Ganti Joon yang menarik Ha-na. “Kau sudah sampai tahap ini, kau ingin mundur begitu saja?”
“Bukan begitu. Kau menggodaku dan aku ingin membalasmu...”
“Sstt.. Kau terlalu banyak bicara.” Joon memajukan badannya, Ha-na semakin mundur.
“Ha-na..,” panggil Yoon-hee. Ha-na dan Joon kaget dan terjatuh ke ranjang. (hahahahahaha...)
“Siapa itu? Siapa itu?” tanya Joon dengan kaget.
Ha-na langsung menutup mulut Joon. “Ya, Bu!” jawab Ha-na.
“Hei, bukankah kau bilang ibumu tidak pulang hari ini?” tanya Joon sambil berbisik-bisik.
“Ha-na, apakah kau di kamar?” tanya Yoon-hee lagi.
Ha-na menjawab sambil berpura-pura menguap. “Ya. Jangan masuk, Bu. Aku akan keluar.”
Yoon-hee merasa aneh. “Baiklah. Aku akan ganti baju dan keluar,” kata Yoon-hee lalu pergi ke kamarnya.

## DAFTAR BARIS
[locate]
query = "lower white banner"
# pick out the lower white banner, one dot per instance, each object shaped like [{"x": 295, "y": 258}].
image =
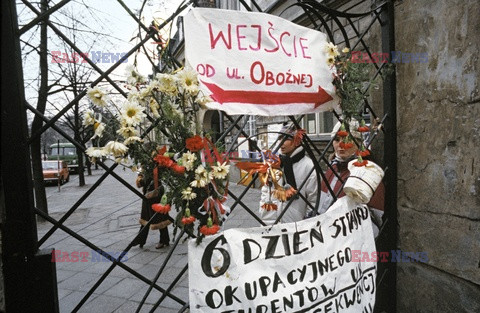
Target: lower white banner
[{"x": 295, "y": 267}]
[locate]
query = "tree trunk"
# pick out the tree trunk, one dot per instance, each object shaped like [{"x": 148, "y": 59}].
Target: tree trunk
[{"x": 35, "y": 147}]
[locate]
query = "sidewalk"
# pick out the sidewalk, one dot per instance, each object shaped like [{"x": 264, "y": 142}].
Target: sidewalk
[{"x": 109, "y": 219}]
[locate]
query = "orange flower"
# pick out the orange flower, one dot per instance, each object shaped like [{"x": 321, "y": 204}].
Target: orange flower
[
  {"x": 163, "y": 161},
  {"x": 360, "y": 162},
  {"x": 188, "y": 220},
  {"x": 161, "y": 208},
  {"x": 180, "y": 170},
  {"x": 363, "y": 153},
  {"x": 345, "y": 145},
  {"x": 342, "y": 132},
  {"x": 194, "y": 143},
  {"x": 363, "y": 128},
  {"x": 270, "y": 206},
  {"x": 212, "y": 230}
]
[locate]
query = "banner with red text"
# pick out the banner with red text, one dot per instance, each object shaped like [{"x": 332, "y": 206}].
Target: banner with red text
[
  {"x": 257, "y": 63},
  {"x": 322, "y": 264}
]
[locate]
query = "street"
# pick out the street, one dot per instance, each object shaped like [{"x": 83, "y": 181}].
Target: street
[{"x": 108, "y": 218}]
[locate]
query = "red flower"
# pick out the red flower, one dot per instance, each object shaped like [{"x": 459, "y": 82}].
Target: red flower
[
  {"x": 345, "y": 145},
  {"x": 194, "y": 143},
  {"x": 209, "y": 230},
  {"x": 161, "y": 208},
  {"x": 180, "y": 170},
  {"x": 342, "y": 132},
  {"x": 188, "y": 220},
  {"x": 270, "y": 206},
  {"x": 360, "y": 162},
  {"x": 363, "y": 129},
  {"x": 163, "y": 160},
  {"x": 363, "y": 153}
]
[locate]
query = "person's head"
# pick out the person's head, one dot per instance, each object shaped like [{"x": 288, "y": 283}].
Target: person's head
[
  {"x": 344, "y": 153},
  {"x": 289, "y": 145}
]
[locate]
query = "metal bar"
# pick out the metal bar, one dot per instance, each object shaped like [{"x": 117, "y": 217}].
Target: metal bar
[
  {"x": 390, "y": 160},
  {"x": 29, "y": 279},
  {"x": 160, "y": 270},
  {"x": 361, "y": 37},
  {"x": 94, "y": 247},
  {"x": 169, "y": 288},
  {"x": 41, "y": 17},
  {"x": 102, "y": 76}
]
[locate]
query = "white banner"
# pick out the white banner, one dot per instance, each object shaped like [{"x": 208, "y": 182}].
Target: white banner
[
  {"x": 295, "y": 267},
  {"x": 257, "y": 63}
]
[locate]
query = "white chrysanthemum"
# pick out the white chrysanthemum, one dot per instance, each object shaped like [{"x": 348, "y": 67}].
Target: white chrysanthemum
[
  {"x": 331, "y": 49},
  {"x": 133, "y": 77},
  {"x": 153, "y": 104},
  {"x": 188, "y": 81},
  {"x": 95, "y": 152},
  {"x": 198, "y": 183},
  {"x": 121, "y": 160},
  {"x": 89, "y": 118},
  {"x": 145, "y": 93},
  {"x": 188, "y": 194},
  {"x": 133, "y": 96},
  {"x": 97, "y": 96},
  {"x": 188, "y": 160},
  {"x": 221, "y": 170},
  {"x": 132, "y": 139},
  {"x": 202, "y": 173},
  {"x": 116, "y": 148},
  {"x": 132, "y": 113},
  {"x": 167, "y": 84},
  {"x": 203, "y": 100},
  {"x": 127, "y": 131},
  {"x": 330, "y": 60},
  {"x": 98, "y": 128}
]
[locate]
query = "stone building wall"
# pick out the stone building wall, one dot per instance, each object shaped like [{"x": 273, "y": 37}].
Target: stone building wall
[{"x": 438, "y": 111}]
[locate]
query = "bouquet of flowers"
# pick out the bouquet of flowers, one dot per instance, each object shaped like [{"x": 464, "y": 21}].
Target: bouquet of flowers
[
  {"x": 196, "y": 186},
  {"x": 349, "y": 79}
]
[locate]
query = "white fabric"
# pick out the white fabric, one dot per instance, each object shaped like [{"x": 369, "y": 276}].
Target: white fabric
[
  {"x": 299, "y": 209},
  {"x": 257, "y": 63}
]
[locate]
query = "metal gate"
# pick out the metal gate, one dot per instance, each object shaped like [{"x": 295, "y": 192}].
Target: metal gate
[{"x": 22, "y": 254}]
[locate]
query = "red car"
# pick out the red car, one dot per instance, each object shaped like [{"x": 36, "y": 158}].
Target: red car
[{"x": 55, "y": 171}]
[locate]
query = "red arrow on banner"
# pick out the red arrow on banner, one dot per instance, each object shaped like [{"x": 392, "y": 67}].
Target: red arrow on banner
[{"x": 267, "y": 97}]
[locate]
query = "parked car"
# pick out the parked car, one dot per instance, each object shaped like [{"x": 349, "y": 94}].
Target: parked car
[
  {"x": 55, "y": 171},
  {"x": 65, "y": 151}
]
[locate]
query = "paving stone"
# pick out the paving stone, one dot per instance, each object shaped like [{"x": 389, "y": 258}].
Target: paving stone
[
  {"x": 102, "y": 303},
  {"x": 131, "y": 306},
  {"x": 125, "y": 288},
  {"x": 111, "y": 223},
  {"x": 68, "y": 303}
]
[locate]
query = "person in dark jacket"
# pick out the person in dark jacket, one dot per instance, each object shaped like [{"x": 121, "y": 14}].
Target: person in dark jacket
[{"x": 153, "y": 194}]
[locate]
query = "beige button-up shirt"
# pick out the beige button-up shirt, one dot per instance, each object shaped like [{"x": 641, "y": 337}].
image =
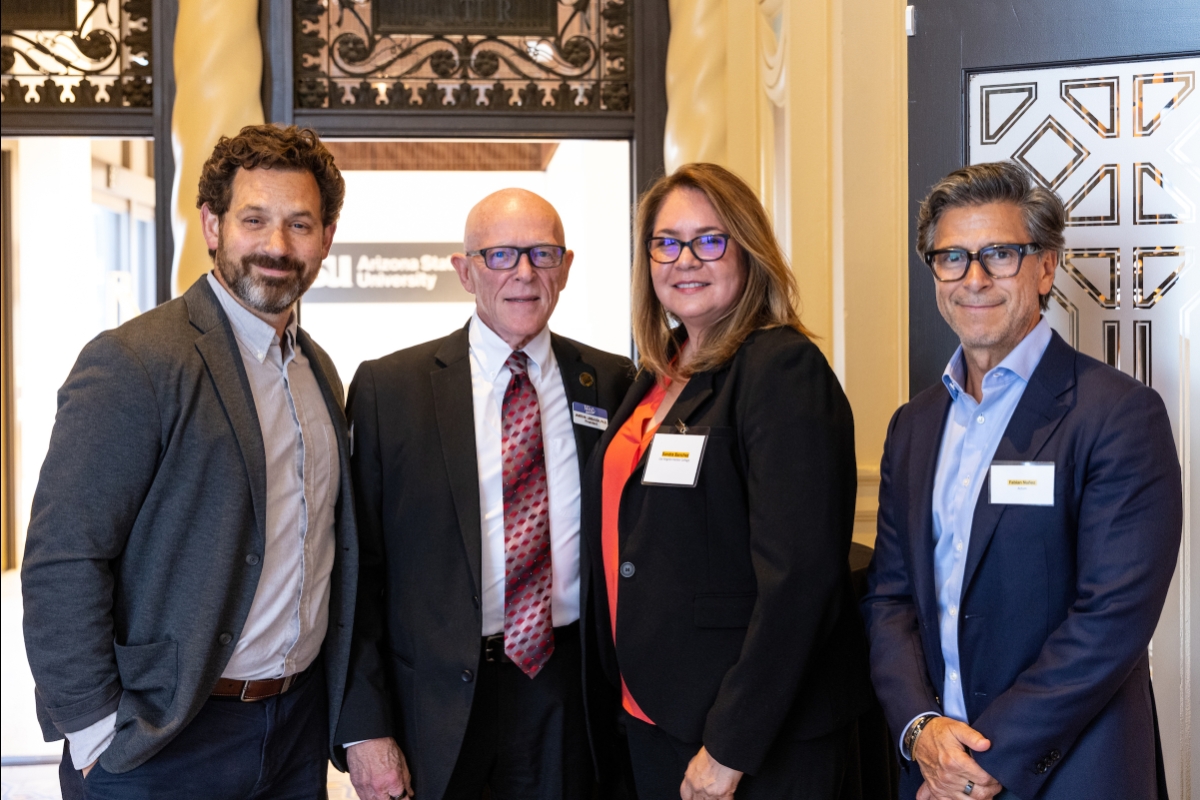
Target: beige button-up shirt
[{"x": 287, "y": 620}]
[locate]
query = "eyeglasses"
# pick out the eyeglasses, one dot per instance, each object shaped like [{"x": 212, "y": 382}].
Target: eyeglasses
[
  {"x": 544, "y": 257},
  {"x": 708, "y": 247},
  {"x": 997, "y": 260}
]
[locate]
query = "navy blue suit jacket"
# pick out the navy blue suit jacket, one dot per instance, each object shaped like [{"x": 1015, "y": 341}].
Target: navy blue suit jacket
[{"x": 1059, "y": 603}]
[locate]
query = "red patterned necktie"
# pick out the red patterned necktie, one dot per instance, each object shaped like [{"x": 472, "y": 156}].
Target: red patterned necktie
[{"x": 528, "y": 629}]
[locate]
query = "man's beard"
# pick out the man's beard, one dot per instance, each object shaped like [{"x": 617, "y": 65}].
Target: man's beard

## TUJUAN TUGAS
Tuliskan kembali sebagian cerita sumber tanpa mengubah apa pun, dimulai dari kata-kata yang memuat "Ganti Joon yang" dan berhenti setelah "Joon sambil berbisik-bisik.". Baris-baris di atas tidak diperlukan untuk pengerjaan.

## JAWABAN LATIHAN
Ganti Joon yang menarik Ha-na. “Kau sudah sampai tahap ini, kau ingin mundur begitu saja?”
“Bukan begitu. Kau menggodaku dan aku ingin membalasmu...”
“Sstt.. Kau terlalu banyak bicara.” Joon memajukan badannya, Ha-na semakin mundur.
“Ha-na..,” panggil Yoon-hee. Ha-na dan Joon kaget dan terjatuh ke ranjang. (hahahahahaha...)
“Siapa itu? Siapa itu?” tanya Joon dengan kaget.
Ha-na langsung menutup mulut Joon. “Ya, Bu!” jawab Ha-na.
“Hei, bukankah kau bilang ibumu tidak pulang hari ini?” tanya Joon sambil berbisik-bisik.